(begin)

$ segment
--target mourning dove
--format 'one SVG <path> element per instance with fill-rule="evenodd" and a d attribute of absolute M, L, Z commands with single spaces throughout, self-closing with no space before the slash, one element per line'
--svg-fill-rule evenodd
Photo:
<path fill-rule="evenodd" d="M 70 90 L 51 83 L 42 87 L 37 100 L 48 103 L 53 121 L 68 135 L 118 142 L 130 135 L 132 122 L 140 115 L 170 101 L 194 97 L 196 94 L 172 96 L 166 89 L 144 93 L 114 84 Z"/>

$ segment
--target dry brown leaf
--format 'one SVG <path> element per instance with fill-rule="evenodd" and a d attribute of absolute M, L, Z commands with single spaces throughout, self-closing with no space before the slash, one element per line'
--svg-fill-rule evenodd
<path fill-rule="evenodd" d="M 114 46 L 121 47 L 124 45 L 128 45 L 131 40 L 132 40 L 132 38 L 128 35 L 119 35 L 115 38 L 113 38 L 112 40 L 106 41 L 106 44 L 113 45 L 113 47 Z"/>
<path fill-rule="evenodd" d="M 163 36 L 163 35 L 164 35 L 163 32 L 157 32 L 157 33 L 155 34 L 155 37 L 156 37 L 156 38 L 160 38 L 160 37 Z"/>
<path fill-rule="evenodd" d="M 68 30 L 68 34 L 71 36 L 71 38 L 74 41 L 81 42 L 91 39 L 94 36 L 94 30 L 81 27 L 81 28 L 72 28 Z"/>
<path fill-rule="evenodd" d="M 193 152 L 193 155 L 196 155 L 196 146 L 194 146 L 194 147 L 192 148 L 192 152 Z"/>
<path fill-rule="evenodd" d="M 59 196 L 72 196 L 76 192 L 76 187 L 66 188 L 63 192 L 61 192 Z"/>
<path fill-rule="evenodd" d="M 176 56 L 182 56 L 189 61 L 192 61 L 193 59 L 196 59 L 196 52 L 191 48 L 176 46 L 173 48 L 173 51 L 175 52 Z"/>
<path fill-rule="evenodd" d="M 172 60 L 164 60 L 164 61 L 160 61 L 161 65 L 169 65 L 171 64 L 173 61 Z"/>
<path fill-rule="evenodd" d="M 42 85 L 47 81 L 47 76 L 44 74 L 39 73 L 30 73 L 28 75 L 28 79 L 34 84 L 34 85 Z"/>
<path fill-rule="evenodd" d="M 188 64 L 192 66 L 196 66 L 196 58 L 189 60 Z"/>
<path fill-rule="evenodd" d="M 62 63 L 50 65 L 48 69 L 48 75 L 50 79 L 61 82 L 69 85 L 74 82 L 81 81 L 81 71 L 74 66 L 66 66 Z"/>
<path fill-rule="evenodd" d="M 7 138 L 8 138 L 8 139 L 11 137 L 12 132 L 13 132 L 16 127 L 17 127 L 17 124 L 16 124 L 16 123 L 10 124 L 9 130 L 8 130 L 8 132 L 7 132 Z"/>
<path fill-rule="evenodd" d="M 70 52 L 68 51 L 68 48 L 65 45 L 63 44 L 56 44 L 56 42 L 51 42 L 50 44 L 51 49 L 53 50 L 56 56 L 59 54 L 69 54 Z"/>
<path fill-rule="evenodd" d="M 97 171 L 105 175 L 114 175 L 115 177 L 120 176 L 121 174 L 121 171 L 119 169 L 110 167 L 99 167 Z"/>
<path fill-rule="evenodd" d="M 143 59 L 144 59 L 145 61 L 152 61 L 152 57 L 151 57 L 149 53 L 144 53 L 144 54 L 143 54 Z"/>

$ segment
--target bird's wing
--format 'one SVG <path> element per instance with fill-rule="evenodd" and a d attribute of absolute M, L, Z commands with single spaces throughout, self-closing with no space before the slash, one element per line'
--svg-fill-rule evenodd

(end)

### Written task
Repeat all the entries word for word.

### Answer to the exercise
$ segment
--target mourning dove
--format 'one SVG <path> element per instance with fill-rule="evenodd" and a d attribute of absolute M, L, Z commands with single spaces throughout, self-closing with no space before the slash, one element per line'
--svg-fill-rule evenodd
Photo:
<path fill-rule="evenodd" d="M 70 90 L 51 83 L 42 87 L 37 100 L 48 103 L 53 121 L 68 135 L 118 142 L 130 135 L 132 122 L 140 115 L 170 101 L 194 97 L 196 94 L 172 96 L 166 89 L 144 93 L 114 84 Z"/>

$ segment
--target dry brown leaf
--format 'one SVG <path> element per instance with fill-rule="evenodd" and a d attribute of absolute M, L, Z commands with single spaces throughout, self-closing with no space before the slash, one element per line'
--svg-fill-rule evenodd
<path fill-rule="evenodd" d="M 114 46 L 121 47 L 124 45 L 128 45 L 131 40 L 132 40 L 132 38 L 128 35 L 119 35 L 115 38 L 113 38 L 112 40 L 106 41 L 106 44 L 113 45 L 113 47 Z"/>
<path fill-rule="evenodd" d="M 163 36 L 163 35 L 164 35 L 163 32 L 157 32 L 157 33 L 155 34 L 155 37 L 156 37 L 156 38 L 160 38 L 160 37 Z"/>
<path fill-rule="evenodd" d="M 68 30 L 68 34 L 71 36 L 71 38 L 74 41 L 81 42 L 91 39 L 94 36 L 94 30 L 81 27 L 81 28 L 72 28 Z"/>
<path fill-rule="evenodd" d="M 193 152 L 193 155 L 196 155 L 196 146 L 194 146 L 194 147 L 192 148 L 192 152 Z"/>
<path fill-rule="evenodd" d="M 59 196 L 72 196 L 76 192 L 76 187 L 66 188 L 63 192 L 61 192 Z"/>
<path fill-rule="evenodd" d="M 176 56 L 182 56 L 189 61 L 192 61 L 193 59 L 196 59 L 196 52 L 191 48 L 176 46 L 173 48 L 173 51 L 175 52 Z"/>
<path fill-rule="evenodd" d="M 172 60 L 164 60 L 164 61 L 160 61 L 161 65 L 169 65 L 171 64 L 173 61 Z"/>
<path fill-rule="evenodd" d="M 42 85 L 47 81 L 47 76 L 44 74 L 39 73 L 30 73 L 28 75 L 28 79 L 34 84 L 34 85 Z"/>
<path fill-rule="evenodd" d="M 188 64 L 192 66 L 196 66 L 196 58 L 189 60 Z"/>
<path fill-rule="evenodd" d="M 62 63 L 50 65 L 48 69 L 48 75 L 50 79 L 61 82 L 69 85 L 74 82 L 81 81 L 81 71 L 74 66 L 66 66 Z"/>
<path fill-rule="evenodd" d="M 7 138 L 8 138 L 8 139 L 11 137 L 12 132 L 13 132 L 16 127 L 17 127 L 17 124 L 16 124 L 16 123 L 10 124 L 9 130 L 8 130 L 8 132 L 7 132 Z"/>
<path fill-rule="evenodd" d="M 70 52 L 68 51 L 68 48 L 65 45 L 63 44 L 56 44 L 56 42 L 51 42 L 50 44 L 51 49 L 53 50 L 56 56 L 59 54 L 69 54 Z"/>
<path fill-rule="evenodd" d="M 97 171 L 105 175 L 114 175 L 115 177 L 120 176 L 121 174 L 121 171 L 119 169 L 110 167 L 99 167 Z"/>
<path fill-rule="evenodd" d="M 143 59 L 144 59 L 145 61 L 152 61 L 152 57 L 151 57 L 149 53 L 144 53 L 144 54 L 143 54 Z"/>

$ segment
--target bird's wing
--format 'one SVG <path> element per instance with fill-rule="evenodd" and a d attribute of absolute M, L, Z commands with single spaces throughout, self-closing with no space before the slash, one element per line'
--svg-fill-rule evenodd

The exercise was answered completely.